HOW TO COMPLETE THIS TASK:
Continue the passage on confusing a life chapter with a calling in ministry, starting after its final sentence.

PASSAGE:
***
Over the years, I have seen many individuals mistake their life chapter for one of calling. This misplacement of title and status can have strange and unexpected negative outcomes. For example, I have watched many parents whose “calling” is whatever stage of ministry which is speaking to their own children at any particular time. For women, this lands them in the nursery early on, after which they might graduate to the toddler’s s class, and eventually primaries… you see where I’m going with this, don’t you? For men, this may be boys’ clubs, followed by youth ministries, and so on. Each of these individuals is following the calling on their lives to be a good parent. And, because this is the ministry that their child is receiving from, it makes sense that they would feel the need to contribute in return. But this is different than the call that is separate from others in a person’s life:  one that is unique and exists between themselves and God. Often, through a season of obedience—often that service provided by devoted parents in ministry—the individual destiny surfaces. However, it is vital not to confuse the two. For those whose “calling” promoted out of each age bracket simultaneously to their own children’s growth, these could someday find themselves with both empty-nest and empty-classroom syndrome, saying, “Well, God… now what?” Such loss, for a parent who has intertwined his or her life chapter with calling, can leave the individual suddenly jarred both personally and ministerially, because there operations have been built upon their kids needs and not their own areas of strength.

Recall that all the time he was building toys, Hermey the elf was aware that his calling was not in toymaking. He just knew that dentistry was his passion. And, continually, he advocated for this. For those who struggle to see the differentiation between obedience and destiny, it is often a conundrum which lands them in a state of ministerial burnout. They have hulked up in determination so many countless times that they become uninspired, unenergetic, unimpassioned, and un-nearly everything else that it takes to do the same—often thankless—job day in and day out.
***
GIVEN ENTRIES:

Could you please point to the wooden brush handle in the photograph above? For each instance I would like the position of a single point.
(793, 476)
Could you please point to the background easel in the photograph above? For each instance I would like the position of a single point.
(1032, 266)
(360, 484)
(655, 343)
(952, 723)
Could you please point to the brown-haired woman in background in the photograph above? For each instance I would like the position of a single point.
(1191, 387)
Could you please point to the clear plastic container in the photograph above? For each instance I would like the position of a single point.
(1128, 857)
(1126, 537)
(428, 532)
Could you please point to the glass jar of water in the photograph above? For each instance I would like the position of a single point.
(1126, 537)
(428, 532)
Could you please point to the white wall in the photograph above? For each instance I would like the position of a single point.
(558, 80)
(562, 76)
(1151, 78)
***
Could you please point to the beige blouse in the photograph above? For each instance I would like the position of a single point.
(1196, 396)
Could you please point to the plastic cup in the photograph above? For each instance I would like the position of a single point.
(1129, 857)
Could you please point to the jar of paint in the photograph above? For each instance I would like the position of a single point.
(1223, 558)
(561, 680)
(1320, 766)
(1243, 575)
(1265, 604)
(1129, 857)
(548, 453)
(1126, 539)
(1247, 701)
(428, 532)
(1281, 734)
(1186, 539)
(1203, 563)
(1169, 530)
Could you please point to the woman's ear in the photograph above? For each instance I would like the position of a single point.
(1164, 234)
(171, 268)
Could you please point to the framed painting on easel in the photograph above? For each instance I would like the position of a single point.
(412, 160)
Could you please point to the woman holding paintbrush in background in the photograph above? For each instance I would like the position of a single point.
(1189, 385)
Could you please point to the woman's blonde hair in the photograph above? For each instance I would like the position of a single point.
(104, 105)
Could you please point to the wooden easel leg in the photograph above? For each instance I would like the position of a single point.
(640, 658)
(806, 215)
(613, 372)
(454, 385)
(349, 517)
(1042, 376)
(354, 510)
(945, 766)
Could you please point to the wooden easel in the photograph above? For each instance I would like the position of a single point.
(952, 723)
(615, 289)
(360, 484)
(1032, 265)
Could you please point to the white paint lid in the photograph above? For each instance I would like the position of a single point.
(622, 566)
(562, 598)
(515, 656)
***
ANSWER FOR THIS EXERCISE:
If the work you are doing has you tired, and wishing for a break, pray about this. Perhaps respite is just what you need. Or, maybe there is more to it than that. It could be that you simply must continue because you are in a season of obedience. If this is the case, God will give you confirmation and strength. If your feelings are as they are because God is ultimately leading you to another path of output, pray about this as well. Find others whose Godly feedback you trust and seek counsel. Unfortunately, ministerial burnout often comes about as a result of certain (usually difficult, tedious, or seemingly unrewarding) jobs that simply do not get volunteered for by many individuals. Thus, those who take them on often feel trapped in them, thinking no one will step up to replace them should they take a sabbatical. Pray about this as well, and discuss it with trusted peers. If God is leading you away from a job He wants continued, He will bring another laborer.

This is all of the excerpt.